| What you need to do |
How many lines in the records below contain the word "tower", with case counting? Reply with only the number.

| Source material |
# # # #

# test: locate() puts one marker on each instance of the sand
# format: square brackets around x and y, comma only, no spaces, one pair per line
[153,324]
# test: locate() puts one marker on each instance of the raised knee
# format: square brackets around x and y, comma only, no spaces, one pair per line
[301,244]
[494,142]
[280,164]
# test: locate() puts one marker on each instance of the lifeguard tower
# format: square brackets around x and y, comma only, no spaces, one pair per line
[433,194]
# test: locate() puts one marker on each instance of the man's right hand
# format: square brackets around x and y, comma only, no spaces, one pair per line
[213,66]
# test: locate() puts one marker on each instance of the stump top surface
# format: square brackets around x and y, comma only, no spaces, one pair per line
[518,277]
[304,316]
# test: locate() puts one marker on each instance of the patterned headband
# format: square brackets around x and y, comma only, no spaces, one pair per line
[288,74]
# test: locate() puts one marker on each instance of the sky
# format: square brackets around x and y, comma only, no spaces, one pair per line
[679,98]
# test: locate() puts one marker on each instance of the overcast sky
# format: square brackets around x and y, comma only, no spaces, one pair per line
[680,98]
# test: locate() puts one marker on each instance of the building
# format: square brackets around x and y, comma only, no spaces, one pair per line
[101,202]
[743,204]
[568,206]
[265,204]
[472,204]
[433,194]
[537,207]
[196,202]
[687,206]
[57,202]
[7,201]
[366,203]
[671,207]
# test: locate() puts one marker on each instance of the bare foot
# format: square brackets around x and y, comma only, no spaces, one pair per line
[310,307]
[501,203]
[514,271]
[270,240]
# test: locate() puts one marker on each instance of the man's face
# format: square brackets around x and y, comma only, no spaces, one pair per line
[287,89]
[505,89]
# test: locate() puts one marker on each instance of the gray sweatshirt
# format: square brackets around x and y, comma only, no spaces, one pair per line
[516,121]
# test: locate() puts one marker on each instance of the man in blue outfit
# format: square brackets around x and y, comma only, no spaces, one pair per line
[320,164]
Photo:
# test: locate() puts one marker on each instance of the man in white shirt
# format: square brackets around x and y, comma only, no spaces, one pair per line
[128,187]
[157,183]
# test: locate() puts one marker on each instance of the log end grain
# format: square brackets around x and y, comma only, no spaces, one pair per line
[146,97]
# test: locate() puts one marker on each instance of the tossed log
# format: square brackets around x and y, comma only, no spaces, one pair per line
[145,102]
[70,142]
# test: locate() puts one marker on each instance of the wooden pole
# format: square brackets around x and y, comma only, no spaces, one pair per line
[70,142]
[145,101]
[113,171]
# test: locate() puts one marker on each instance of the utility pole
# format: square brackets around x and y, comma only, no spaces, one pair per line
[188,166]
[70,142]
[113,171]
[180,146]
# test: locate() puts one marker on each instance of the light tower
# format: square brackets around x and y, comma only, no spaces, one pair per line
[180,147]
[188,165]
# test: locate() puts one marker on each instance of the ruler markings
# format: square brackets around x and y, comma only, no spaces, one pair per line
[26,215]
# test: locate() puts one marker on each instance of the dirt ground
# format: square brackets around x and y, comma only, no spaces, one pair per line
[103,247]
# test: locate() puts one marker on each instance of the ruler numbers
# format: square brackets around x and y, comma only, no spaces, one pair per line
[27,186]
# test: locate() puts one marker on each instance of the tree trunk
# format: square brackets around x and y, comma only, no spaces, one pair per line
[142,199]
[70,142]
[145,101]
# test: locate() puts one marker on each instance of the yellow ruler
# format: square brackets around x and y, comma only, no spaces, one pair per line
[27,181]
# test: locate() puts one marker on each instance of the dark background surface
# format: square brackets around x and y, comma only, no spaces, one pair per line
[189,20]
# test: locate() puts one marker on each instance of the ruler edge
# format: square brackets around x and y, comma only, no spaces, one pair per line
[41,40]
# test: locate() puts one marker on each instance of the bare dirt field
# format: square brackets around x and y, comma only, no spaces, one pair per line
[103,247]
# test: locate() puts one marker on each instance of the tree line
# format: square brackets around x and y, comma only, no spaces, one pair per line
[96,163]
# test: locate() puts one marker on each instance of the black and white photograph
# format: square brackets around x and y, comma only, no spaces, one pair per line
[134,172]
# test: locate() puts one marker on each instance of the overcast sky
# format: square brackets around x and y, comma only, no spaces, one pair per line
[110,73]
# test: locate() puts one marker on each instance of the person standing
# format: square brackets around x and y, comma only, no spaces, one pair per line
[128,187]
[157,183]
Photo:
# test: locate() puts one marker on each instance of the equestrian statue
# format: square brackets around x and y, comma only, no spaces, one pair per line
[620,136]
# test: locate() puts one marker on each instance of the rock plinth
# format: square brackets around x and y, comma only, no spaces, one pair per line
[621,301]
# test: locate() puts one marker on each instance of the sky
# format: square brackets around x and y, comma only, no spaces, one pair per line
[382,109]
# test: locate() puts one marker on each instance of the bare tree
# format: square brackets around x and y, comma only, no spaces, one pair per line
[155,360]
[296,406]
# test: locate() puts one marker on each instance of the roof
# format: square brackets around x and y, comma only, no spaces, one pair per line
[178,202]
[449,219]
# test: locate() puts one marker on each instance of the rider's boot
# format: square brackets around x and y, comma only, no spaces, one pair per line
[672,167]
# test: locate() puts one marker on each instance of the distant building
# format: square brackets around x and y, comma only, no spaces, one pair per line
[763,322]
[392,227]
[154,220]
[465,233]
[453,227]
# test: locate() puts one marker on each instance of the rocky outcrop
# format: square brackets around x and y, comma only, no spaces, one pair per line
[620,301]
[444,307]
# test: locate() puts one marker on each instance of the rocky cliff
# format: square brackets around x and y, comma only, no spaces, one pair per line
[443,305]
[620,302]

# # # #

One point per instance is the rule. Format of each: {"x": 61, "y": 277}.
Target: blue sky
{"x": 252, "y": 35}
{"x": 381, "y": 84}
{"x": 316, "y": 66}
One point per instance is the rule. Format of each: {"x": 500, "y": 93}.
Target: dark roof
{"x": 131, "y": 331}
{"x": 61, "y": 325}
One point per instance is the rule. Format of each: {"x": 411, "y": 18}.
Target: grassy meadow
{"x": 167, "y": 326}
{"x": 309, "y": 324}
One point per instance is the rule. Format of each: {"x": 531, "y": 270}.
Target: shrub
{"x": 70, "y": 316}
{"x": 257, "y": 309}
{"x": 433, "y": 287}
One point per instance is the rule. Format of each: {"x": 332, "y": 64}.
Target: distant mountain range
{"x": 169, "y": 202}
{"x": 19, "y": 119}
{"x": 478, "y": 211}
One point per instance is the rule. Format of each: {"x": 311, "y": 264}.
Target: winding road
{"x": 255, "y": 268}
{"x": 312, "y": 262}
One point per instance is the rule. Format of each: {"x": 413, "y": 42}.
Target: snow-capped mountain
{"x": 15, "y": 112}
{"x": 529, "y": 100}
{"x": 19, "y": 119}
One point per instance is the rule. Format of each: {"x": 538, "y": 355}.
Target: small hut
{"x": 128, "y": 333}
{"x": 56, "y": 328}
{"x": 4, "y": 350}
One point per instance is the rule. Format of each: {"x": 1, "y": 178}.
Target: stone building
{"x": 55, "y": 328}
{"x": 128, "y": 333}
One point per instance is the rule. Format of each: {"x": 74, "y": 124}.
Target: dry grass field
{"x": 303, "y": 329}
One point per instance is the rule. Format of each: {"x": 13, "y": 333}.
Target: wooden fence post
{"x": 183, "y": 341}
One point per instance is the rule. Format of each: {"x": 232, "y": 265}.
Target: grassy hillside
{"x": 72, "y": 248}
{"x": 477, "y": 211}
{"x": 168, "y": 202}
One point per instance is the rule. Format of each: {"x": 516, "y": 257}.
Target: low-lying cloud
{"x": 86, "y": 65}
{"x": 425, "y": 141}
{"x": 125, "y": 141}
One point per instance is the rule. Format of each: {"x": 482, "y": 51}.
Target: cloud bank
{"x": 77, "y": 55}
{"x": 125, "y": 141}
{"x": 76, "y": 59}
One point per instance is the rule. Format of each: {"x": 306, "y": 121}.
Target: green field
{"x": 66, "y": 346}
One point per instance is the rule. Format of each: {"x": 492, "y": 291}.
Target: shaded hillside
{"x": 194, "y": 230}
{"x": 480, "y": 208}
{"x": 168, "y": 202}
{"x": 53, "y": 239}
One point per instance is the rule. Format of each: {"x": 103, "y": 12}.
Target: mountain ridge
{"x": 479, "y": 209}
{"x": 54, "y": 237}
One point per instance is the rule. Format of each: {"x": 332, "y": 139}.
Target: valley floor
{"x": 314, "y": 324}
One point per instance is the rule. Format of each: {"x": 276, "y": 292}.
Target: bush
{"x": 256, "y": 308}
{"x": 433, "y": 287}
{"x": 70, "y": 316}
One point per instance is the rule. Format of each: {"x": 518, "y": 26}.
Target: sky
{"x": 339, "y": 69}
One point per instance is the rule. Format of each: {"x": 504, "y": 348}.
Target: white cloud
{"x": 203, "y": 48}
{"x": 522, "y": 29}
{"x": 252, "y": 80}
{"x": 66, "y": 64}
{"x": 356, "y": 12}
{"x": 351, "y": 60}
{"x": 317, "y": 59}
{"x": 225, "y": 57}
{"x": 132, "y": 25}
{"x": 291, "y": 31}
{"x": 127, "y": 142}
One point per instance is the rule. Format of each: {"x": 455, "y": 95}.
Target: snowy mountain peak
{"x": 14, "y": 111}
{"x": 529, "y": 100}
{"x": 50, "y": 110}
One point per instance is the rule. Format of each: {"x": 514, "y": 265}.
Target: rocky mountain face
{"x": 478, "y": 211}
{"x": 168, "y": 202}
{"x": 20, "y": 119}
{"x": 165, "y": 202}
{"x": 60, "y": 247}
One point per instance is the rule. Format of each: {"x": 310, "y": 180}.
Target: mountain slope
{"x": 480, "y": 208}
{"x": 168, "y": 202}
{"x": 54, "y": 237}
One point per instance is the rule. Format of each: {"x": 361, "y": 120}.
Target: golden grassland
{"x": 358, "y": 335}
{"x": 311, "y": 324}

# # # #

| Written solution |
2